Exercise details: Transcribe the data in full; each line must match exactly.

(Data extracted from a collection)

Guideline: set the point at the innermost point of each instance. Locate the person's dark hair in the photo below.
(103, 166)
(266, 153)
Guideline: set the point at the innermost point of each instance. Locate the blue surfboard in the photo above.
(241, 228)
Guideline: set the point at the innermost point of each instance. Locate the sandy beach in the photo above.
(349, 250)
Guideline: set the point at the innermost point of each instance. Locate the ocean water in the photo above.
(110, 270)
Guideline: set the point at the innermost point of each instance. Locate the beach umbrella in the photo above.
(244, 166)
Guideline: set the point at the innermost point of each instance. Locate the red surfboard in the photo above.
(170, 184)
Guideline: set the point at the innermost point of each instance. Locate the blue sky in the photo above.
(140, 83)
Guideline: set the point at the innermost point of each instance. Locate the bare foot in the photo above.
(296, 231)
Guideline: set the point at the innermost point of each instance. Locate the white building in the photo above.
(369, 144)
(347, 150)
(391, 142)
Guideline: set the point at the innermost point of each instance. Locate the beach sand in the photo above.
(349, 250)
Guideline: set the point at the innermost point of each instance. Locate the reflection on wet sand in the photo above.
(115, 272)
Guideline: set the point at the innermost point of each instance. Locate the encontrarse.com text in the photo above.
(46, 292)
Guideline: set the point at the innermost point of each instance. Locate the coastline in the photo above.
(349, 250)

Worked solution:
Guideline: set the point at the innermost point of each instance. Locate the person's dark hair in the photo below.
(103, 166)
(266, 153)
Guideline: set the point at the innermost point of each instance. Locate the blue surfboard in the photo above.
(241, 228)
Guideline: set the point at the innermost point of each instance. Locate the sandy beach in the photo above.
(349, 250)
Guideline: set the point at the innermost point of each instance. Locate the ocean water in the photo above.
(110, 270)
Guideline: set the point at the innermost point of each instance. Locate the beach umbrella in the photo above.
(244, 166)
Guideline: set the point at the innermost point of each instance. Locate the red surfboard in the photo above.
(170, 184)
Guideline: set the point at the innermost point of each instance. Locate the blue sky in the photo above.
(140, 83)
Guideline: set the point at the innermost point of each instance. Locate the bare foot in the photo above.
(296, 231)
Guideline: set the point at the innermost point of each instance. Locate the white building in the photo above.
(369, 144)
(347, 150)
(391, 142)
Guideline: set the point at the innermost point of each instance. Locate the beach sand in the photo above.
(349, 250)
Guideline: set the point at the innermost point of each instance. Locate the reflection on wet sand in the photo above.
(115, 272)
Guideline: set the point at the innermost point of each instance. Locate the encontrarse.com text in the photo above.
(46, 292)
Guideline: set the point at the innermost point of each instance. Locate the coastline in the photo above.
(349, 250)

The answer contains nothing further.